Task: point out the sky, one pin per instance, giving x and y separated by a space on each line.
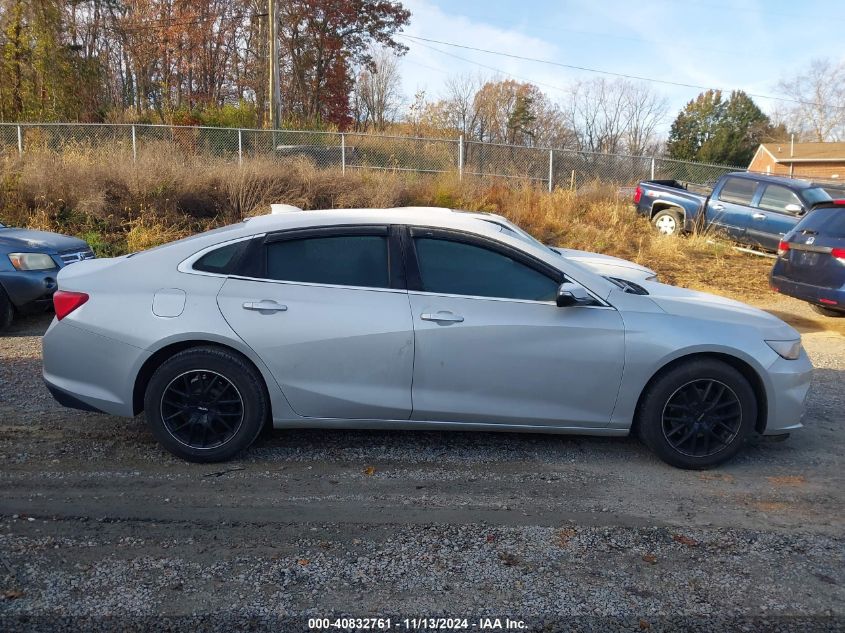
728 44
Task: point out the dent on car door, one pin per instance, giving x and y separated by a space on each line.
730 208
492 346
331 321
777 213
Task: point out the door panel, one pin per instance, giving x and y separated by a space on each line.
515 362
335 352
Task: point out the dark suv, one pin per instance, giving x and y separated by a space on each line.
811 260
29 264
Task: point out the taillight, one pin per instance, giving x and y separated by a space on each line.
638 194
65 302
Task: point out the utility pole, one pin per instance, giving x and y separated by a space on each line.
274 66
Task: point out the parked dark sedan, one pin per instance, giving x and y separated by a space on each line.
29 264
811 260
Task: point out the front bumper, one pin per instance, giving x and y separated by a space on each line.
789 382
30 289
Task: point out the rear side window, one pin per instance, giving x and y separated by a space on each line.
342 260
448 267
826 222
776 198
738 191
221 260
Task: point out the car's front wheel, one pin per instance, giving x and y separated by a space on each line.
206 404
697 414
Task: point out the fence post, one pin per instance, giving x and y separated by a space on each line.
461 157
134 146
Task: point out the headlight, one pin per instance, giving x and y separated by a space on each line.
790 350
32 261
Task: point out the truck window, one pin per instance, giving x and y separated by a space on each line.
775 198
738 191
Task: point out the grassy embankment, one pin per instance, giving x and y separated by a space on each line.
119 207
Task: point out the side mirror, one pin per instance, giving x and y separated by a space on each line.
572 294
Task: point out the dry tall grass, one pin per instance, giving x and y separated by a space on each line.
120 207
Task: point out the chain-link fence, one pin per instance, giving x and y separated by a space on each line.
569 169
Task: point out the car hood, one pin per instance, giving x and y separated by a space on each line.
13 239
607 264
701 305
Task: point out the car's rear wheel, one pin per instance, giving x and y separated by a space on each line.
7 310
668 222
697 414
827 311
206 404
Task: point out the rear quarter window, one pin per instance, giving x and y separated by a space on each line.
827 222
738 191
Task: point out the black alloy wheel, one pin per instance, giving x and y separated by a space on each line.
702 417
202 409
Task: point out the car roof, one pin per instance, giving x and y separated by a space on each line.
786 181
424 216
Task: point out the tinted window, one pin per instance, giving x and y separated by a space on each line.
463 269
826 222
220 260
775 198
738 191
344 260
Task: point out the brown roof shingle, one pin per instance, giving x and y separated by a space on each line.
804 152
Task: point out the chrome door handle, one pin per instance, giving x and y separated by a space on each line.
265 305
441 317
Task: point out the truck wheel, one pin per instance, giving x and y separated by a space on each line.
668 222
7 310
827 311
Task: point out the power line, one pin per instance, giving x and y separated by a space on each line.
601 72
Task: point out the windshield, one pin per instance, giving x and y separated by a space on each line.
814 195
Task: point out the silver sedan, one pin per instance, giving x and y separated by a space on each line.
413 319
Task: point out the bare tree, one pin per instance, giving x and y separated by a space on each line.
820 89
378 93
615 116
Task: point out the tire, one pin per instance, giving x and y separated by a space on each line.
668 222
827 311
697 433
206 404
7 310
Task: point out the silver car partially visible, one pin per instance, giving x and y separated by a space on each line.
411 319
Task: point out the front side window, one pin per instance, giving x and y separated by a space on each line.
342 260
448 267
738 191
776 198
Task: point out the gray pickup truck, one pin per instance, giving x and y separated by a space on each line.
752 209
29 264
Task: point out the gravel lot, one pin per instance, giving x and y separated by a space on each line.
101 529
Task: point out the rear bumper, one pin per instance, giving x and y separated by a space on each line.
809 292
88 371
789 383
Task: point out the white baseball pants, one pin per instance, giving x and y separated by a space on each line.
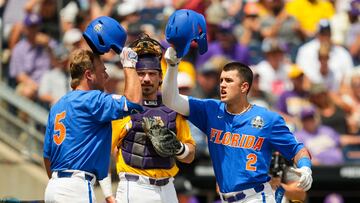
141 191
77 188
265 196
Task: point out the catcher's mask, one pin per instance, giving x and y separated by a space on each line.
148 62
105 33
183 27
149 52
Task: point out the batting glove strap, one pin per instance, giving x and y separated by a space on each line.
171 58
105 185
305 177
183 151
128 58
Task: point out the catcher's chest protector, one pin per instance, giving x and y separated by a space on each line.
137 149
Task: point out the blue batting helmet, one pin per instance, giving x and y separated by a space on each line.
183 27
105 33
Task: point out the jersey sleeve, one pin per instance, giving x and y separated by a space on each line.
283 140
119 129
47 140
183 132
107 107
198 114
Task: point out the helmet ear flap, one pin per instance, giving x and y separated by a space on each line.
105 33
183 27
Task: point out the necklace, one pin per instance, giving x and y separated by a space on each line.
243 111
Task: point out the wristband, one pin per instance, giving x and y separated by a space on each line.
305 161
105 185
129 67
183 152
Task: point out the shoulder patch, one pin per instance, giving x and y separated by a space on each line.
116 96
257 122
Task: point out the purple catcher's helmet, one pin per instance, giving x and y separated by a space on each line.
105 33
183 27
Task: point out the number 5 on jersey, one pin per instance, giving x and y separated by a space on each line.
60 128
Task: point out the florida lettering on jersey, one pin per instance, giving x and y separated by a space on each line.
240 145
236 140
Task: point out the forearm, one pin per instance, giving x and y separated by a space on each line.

How to complete this task - Retype the listing verbatim, minus every image.

Response to the exercise -
Task: point out the sky, one pin per instance, giving x and y separated by a space on each line.
728 44
Task: point out the dent on car door, one pin per instance, giving x and y separated by a space on each line.
730 208
492 346
331 321
777 213
Task: point out the door panel, one pin per instance, giving x and y separated by a space on each line.
515 362
335 352
Task: point out the dark suv, one pin per instance, giving x and y separated by a space on each line.
811 260
29 264
Task: point out the taillight, one pin per instance, giving x and y separated by a space on each line.
638 194
65 302
Task: point out the utility pole, one pin per instance, giving x and y separated by a space on each line.
274 66
Task: point out the parked dark sedan, one pin per instance, giving x and y separated by a space on each line.
29 264
811 260
Task: point out the front bumper, one pin per instance, giving x and y separated by a space on each line.
789 382
30 289
Task: point out the rear side window, one pin per instance, giving x and y separated by a space on each line.
342 260
448 267
826 222
776 198
738 191
221 260
Task: point out the car's front wheel, one pin per instance, giving x and y separated by a space on each line.
206 404
697 414
Task: point out the fence post, one pin per instance, giving x and y separated by a space on each line.
461 157
134 146
Task: point out the headlight, one pin per instance, giving x and y separated by a space on each line.
790 350
32 261
Task: point out the truck window, one pin per instance, giving x and y separated by a space on each line.
775 198
738 191
Task: point out the grassy embankment, one pin per instance, giving x and y separated by a space on each line.
119 207
Task: point out the side mirror, one pin per instance, giving x and y separated by a space on each line.
572 294
Task: point out the dry tall grass, one pin per instance, giving x and y separated by a space on each line.
120 207
Task: point out the chain-link fence, one pin per instance, giving x and y separated by a space on each line.
569 169
Task: point out the car hood, one pin per instance, giving x and y separated by a space on each line.
13 239
607 264
701 305
Task: point out the car's rear wheel, one pin per instance, giving x and y separated by a space on each line.
7 310
668 222
697 414
827 311
206 404
Task: point out the rear quarter window, one pin per instance, giving x and y separated by a space on each line.
827 222
738 191
Task: point out the black alloy wheel, one pin per instance, giving x and y separated by a space on each line.
702 417
202 409
Task: point out the car roof, one pin per instance, giving x and y separated by a space on each line.
786 181
424 216
Task: point out the tinted window, one pin per instance, giving x and y separated by a space on each line.
463 269
826 222
220 260
775 198
738 191
344 260
Task: point out the brown roof shingle, one pin per instance, giving x and y separated by a space on each line.
804 152
Task: point out the chrome door handle, one pin per instance, giving x and y separated by a space on each line.
265 305
441 317
Task: point out the truck wheel, one pin per instance, giving x and y separated by a space on each line.
668 222
7 310
827 311
Task: point out the power line, one pin per instance, giving x and y separated by a space on each line.
601 72
Task: point out the windshield, one pin per instance, giving x and y separated by a space on each line.
814 195
Task: point out the silver sedan, one pin per instance, giving x and y separated by a space on each line.
413 319
Task: point out the bare tree, one pin per instance, giving x and y separated by a space on each line.
820 89
378 93
615 116
Task: point out the tire, one pin per instance, giving x and y separated by a space on each line.
668 222
827 311
697 433
206 404
7 310
Task: point out the silver car partially visible, one pin per instance, giving x and y separated by a space on each line.
411 319
Task: point out the front side window, one pin per instance, giving x and y separated by a space on each line.
342 260
448 267
738 191
776 198
Task: point out the gray pickup truck, one pin per instance, giving x and y separated by a space on each line.
752 209
29 264
Task: point out the gravel lot, one pin per instance, giving x and y separated by a space on each line.
101 529
Task: point out the rear bumper, one pin per instance, giving x and y separated by a space on each line.
809 292
88 371
789 383
Task: point out the white baseball pants, one pin per instance, giving x and y separated by a space on each line.
141 191
77 188
265 196
Task: point out the catcher's mask, one pin per instance, giving x and y separated by a space on each line.
148 62
105 33
183 27
149 52
Task: point out the batting glove strap, one pin per instance, giving x and y separated by a space on each line.
171 58
105 185
305 177
183 151
128 58
Task: point out the catcher's chest protector, one pin per instance, giving x and y separated by a space on each line.
137 149
Task: point out the blue batting helmet, one pin per instance, giving x and y separated by a space on each line.
183 27
105 33
Task: point out the jersey sleeve, one pin per instance, giving x and y separated by a space on each line.
283 140
119 129
47 140
183 132
107 107
198 114
Task: point out the helmet ear flap, one pin per instance, giving x and y separated by a space on each line.
105 33
183 27
Task: point out the necklace, one pin per instance, giving x and y separated by a space on each line.
243 111
Task: point out the wristband, one pin per instance, giving x and y separated by a space on each line.
305 161
105 185
129 67
183 152
Task: point out the shoulder patch, one pin per instance, giving x and y separated by a space on each line.
116 96
257 122
Task: point out the purple catcher's helmet, one pin per instance, giving x and y separated by a space on each line.
105 33
183 27
Task: point out the number 5 on jersey, one pin per instance, giving x and y separated by a space on each line.
60 128
Task: point out the florida lettering on jersey, one pin per instance, giving x and y separated by a space on each line.
240 145
236 140
Task: point out the forearm, one pin per instance, giving x and y separated by a space on each line.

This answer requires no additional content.